_PROBLEM STATEMENT_:
In the entries below, which lines run from the one containing "box: [294, 295, 318, 306]" to the one containing "negative clicks: (229, 202) (188, 101)"? Copy exactly those lines, ends included, and no others.

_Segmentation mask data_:
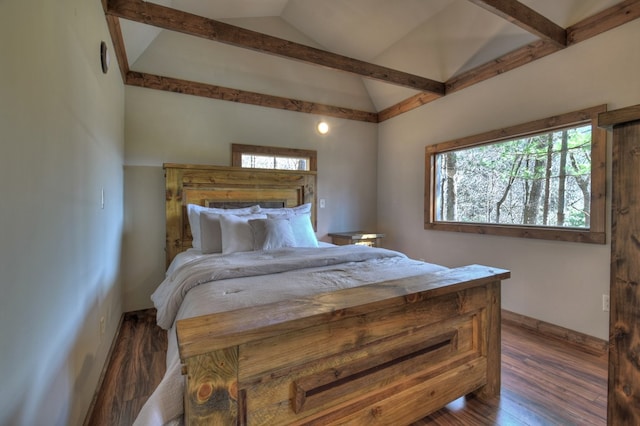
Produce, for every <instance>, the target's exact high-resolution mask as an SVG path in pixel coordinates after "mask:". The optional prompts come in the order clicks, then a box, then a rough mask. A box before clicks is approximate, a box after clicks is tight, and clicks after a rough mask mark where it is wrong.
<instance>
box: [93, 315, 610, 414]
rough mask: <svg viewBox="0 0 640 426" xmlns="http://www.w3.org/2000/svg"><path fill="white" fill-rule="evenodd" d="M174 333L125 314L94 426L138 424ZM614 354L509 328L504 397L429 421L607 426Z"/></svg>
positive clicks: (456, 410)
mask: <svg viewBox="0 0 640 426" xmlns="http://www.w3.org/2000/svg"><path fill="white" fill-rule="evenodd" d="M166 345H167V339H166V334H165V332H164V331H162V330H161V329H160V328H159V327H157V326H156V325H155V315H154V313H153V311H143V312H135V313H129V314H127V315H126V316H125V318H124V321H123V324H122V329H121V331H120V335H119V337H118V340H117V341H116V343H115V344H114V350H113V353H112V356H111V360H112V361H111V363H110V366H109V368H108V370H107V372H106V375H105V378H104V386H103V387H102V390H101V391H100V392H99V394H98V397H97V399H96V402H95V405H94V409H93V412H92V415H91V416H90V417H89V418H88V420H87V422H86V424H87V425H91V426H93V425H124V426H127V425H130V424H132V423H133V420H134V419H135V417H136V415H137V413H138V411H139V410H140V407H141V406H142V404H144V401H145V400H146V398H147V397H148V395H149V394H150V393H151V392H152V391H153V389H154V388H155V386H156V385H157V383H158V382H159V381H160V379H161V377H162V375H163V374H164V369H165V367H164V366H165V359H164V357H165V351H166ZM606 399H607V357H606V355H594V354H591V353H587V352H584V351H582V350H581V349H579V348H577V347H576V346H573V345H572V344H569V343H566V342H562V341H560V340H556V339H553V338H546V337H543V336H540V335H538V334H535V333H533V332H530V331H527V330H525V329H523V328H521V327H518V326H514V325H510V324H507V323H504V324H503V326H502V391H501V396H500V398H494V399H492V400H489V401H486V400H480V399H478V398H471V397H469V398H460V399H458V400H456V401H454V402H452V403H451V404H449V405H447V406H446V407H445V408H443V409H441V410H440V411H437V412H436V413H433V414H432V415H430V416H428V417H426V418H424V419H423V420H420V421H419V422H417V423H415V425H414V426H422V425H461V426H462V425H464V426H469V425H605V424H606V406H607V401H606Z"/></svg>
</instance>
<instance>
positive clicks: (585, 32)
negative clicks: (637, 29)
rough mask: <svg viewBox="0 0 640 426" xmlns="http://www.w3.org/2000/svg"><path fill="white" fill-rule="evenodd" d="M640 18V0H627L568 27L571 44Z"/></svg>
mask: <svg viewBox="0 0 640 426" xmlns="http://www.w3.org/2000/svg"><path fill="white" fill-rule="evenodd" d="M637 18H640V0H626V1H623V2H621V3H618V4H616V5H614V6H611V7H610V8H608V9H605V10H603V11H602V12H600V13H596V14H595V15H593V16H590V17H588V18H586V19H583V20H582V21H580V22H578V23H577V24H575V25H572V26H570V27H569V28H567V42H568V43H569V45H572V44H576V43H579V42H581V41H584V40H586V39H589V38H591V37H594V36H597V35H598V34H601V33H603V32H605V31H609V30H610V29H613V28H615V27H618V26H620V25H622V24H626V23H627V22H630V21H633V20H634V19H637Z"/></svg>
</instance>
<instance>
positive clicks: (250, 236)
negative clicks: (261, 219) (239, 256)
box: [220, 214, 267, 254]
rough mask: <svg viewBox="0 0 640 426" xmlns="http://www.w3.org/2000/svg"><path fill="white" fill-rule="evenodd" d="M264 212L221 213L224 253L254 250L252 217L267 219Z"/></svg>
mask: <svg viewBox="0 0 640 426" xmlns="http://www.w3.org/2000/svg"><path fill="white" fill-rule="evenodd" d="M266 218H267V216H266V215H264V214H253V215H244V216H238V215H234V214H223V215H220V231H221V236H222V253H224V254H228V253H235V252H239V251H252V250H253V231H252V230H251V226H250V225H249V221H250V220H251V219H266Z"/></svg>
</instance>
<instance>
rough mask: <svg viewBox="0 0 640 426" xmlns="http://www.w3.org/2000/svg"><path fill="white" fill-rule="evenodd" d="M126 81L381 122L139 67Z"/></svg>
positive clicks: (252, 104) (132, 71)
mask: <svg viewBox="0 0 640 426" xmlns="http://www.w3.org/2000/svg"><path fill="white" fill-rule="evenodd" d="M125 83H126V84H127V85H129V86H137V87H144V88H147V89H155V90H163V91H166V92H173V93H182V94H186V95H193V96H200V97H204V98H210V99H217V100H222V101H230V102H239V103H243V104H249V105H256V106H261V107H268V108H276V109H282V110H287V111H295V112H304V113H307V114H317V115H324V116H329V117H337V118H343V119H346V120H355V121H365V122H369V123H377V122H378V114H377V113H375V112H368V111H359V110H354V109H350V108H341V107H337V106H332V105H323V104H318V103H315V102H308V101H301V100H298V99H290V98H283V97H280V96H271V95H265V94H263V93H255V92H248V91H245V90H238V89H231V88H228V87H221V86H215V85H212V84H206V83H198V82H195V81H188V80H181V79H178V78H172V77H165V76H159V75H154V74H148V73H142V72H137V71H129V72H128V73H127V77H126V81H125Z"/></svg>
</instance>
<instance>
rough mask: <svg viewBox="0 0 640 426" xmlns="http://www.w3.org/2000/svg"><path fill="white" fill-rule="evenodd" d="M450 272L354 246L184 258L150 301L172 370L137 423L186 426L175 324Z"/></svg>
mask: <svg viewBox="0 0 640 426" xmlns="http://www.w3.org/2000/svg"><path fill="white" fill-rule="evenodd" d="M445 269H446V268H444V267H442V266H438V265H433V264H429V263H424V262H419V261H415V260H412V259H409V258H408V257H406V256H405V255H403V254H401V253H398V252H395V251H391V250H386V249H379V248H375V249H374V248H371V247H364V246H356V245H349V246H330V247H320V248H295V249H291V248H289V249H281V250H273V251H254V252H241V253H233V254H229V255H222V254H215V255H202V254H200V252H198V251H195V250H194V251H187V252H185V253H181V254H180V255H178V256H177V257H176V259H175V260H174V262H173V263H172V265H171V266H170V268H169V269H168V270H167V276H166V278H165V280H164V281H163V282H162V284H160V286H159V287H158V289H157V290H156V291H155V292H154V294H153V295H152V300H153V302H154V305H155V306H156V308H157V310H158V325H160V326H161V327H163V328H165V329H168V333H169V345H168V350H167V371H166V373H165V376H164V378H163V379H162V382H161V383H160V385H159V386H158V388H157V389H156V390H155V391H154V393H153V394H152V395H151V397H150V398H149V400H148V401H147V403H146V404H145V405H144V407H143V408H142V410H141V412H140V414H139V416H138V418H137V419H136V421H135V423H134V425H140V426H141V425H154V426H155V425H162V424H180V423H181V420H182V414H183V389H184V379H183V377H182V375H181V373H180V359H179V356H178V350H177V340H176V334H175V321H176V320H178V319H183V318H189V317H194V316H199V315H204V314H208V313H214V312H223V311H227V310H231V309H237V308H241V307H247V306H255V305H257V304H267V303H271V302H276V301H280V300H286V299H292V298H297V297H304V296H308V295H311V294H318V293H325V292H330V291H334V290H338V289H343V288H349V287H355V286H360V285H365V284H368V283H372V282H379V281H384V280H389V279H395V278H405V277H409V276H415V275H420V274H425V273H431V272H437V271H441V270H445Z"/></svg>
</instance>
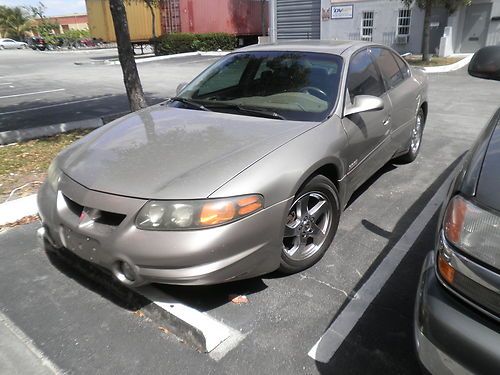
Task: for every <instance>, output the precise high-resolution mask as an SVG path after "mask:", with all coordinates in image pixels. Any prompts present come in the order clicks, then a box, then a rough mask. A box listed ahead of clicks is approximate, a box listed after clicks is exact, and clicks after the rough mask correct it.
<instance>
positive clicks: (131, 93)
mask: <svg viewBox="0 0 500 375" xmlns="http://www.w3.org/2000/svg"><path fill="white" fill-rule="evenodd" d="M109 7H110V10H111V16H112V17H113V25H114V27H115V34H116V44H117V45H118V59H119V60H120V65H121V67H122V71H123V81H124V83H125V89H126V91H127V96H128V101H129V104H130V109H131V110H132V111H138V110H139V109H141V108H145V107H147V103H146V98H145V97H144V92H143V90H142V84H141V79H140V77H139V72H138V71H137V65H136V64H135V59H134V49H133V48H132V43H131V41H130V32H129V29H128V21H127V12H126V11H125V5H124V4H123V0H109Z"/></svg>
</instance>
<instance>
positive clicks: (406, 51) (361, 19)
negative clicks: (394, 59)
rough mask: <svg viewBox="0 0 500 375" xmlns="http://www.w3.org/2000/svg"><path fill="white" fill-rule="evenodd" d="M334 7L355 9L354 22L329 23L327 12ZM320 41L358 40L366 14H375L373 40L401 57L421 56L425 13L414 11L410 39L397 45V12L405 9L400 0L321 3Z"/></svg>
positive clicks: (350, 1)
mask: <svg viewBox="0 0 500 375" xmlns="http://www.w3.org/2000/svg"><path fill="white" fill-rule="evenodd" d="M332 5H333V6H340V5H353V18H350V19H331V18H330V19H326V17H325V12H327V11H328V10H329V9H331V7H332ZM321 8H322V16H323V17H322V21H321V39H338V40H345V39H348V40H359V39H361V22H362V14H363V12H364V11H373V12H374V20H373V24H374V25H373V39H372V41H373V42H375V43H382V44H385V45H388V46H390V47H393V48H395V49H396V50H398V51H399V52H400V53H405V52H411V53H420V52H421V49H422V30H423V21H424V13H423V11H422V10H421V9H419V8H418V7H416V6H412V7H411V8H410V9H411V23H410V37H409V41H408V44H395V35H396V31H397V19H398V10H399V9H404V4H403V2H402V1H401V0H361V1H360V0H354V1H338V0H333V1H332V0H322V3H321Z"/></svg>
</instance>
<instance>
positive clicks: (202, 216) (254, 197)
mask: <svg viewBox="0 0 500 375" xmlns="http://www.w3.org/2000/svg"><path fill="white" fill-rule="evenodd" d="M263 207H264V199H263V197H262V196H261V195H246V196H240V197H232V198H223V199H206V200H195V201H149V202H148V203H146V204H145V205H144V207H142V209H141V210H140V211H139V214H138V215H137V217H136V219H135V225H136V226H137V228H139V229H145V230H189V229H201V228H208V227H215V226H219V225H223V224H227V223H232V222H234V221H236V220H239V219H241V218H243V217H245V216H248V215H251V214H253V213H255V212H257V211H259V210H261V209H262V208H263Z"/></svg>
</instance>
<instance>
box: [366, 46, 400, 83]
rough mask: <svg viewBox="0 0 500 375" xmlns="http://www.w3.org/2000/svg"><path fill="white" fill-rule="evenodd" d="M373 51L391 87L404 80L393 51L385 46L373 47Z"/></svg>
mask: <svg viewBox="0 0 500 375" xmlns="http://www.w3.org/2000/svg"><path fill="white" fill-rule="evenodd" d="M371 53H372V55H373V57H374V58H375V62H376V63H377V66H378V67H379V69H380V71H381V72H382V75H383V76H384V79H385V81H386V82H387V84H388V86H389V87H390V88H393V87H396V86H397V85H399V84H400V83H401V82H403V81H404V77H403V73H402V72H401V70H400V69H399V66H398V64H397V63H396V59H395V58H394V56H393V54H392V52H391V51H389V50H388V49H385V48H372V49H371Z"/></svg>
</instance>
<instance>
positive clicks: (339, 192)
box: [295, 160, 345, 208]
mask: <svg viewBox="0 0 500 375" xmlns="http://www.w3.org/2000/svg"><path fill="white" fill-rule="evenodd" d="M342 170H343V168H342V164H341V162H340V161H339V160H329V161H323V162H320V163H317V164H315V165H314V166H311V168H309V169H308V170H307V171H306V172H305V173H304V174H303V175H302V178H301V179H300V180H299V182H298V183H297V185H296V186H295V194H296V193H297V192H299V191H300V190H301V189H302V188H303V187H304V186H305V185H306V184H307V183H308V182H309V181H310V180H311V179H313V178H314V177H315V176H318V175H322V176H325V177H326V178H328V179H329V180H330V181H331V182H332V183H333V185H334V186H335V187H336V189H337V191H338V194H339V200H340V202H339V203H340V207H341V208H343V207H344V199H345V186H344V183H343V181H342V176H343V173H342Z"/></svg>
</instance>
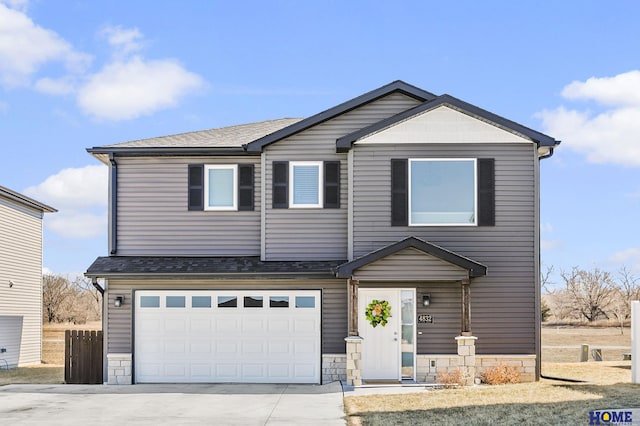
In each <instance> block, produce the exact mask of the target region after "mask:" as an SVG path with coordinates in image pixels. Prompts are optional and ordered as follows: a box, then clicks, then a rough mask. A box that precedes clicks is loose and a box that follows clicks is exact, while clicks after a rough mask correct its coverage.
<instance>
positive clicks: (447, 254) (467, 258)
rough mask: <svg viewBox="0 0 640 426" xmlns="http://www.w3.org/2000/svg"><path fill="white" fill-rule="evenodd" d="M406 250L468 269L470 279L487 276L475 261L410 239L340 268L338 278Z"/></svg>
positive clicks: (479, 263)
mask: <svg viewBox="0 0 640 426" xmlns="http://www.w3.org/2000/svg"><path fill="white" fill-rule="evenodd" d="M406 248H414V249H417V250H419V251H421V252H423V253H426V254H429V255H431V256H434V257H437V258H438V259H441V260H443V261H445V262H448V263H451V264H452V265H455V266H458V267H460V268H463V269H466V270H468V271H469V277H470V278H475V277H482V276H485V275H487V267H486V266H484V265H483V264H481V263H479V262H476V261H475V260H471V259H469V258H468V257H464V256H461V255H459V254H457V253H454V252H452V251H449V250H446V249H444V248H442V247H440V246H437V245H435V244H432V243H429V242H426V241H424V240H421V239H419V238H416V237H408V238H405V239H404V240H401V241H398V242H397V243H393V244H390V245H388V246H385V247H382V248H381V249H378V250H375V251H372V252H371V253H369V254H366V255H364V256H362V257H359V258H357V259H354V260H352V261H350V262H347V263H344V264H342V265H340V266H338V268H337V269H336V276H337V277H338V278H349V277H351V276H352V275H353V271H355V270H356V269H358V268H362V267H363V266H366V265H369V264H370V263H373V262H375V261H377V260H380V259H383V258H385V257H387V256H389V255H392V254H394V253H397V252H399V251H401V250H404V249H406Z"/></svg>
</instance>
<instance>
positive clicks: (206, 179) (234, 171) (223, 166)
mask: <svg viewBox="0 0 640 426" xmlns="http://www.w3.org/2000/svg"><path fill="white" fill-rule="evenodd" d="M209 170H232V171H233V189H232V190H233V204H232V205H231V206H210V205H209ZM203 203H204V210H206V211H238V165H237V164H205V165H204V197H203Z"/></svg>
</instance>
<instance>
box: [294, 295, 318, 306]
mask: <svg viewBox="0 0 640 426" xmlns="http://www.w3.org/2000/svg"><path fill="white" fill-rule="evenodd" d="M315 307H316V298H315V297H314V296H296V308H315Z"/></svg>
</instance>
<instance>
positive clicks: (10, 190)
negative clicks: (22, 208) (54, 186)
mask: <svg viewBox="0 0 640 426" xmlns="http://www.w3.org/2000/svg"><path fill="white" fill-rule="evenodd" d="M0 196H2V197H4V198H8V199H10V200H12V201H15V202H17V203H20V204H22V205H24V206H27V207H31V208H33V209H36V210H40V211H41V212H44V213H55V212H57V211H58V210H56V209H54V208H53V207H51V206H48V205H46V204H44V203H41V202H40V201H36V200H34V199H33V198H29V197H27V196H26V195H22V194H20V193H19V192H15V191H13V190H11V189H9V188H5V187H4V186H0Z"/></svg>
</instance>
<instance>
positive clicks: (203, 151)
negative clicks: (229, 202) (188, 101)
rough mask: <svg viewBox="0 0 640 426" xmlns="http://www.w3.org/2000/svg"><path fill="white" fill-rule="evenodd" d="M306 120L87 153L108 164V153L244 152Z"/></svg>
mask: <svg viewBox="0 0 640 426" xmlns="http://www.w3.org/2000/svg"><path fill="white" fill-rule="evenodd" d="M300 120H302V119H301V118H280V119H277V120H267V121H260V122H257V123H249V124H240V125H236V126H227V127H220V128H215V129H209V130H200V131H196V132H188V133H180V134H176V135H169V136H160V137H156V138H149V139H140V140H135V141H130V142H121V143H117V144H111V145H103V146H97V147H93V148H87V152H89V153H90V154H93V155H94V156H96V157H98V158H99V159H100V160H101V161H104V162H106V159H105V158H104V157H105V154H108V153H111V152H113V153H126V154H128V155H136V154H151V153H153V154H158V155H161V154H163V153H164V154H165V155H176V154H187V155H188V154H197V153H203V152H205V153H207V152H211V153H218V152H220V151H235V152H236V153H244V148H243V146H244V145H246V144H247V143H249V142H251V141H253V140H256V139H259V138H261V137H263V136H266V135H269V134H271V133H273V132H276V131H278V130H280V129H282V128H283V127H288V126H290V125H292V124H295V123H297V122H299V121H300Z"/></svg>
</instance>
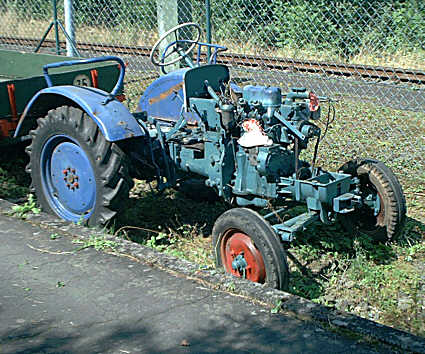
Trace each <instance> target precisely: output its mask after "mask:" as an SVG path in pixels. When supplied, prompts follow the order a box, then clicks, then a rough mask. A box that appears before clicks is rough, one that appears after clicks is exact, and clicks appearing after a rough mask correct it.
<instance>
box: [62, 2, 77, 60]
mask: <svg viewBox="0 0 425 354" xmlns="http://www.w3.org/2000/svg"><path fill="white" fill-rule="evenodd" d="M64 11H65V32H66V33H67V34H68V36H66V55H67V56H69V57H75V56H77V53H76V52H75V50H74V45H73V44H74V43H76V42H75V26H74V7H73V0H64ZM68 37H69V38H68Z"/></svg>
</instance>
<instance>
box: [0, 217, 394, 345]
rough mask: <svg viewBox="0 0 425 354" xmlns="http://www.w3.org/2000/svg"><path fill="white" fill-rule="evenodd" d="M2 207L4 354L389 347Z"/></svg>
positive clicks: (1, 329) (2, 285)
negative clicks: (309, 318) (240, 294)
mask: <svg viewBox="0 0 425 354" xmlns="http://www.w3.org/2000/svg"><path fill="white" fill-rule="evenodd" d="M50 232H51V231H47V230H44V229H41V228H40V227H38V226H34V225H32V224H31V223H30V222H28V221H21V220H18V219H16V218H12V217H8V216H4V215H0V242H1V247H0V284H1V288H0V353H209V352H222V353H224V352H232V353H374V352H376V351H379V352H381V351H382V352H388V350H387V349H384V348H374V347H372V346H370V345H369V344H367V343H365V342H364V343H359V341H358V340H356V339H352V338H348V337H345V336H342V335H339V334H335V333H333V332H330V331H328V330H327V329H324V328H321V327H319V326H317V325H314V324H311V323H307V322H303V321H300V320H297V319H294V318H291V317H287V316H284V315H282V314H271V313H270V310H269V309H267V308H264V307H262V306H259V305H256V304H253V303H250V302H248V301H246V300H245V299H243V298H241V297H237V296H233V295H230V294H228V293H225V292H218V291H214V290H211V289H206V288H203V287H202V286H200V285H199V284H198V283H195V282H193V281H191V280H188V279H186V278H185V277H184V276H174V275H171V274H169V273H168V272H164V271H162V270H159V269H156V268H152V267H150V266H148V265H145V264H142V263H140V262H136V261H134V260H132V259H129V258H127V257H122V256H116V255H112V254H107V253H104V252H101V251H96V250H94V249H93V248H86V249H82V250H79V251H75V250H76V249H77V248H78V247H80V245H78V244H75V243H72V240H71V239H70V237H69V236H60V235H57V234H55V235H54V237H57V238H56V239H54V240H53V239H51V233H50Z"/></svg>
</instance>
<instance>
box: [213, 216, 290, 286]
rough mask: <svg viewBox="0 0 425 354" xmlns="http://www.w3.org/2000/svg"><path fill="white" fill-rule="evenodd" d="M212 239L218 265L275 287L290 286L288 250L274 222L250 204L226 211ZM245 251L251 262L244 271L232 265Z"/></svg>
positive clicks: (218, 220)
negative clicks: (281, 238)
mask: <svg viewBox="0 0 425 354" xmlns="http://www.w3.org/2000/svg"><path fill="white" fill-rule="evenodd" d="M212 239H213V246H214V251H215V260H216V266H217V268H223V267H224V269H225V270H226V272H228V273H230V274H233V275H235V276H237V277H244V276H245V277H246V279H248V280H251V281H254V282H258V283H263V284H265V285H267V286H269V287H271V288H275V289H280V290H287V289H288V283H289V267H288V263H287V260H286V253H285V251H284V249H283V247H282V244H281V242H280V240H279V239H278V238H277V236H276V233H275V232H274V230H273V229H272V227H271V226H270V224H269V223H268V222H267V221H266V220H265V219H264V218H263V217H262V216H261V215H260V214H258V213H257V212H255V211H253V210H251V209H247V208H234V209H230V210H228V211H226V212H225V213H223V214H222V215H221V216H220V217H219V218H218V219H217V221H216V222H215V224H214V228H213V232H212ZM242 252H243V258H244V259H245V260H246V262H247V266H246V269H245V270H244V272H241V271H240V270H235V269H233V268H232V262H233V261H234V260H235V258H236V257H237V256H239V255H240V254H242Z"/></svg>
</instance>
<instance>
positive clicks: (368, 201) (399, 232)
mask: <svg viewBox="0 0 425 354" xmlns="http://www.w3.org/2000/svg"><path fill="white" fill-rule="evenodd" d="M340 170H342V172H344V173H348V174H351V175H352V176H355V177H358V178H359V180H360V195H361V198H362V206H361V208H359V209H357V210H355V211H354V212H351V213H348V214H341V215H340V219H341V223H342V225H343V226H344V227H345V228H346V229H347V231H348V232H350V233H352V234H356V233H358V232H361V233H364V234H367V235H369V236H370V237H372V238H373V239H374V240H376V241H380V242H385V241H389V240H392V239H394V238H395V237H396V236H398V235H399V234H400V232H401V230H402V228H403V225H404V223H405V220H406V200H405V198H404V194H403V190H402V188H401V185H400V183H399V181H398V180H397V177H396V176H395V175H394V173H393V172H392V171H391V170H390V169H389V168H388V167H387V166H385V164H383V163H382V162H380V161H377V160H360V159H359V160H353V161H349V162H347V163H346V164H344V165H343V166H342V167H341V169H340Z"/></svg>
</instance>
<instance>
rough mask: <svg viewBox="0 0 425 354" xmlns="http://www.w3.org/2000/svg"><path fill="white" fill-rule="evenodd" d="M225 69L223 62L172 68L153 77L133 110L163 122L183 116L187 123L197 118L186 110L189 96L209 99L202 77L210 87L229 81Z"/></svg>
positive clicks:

_REPLY_:
box: [294, 295, 318, 306]
mask: <svg viewBox="0 0 640 426" xmlns="http://www.w3.org/2000/svg"><path fill="white" fill-rule="evenodd" d="M315 307H316V298H315V297H314V296H296V308H315Z"/></svg>
</instance>
<instance>
positive clicks: (10, 190)
negative clicks: (22, 208) (54, 186)
mask: <svg viewBox="0 0 640 426" xmlns="http://www.w3.org/2000/svg"><path fill="white" fill-rule="evenodd" d="M0 196H2V197H4V198H8V199H10V200H12V201H15V202H17V203H20V204H22V205H24V206H27V207H31V208H33V209H36V210H40V211H41V212H44V213H55V212H57V211H58V210H56V209H54V208H53V207H51V206H48V205H46V204H44V203H41V202H40V201H36V200H34V199H33V198H29V197H27V196H26V195H22V194H20V193H19V192H15V191H13V190H11V189H9V188H5V187H4V186H0Z"/></svg>
</instance>
<instance>
positive clicks: (203, 151)
negative clicks: (229, 202) (188, 101)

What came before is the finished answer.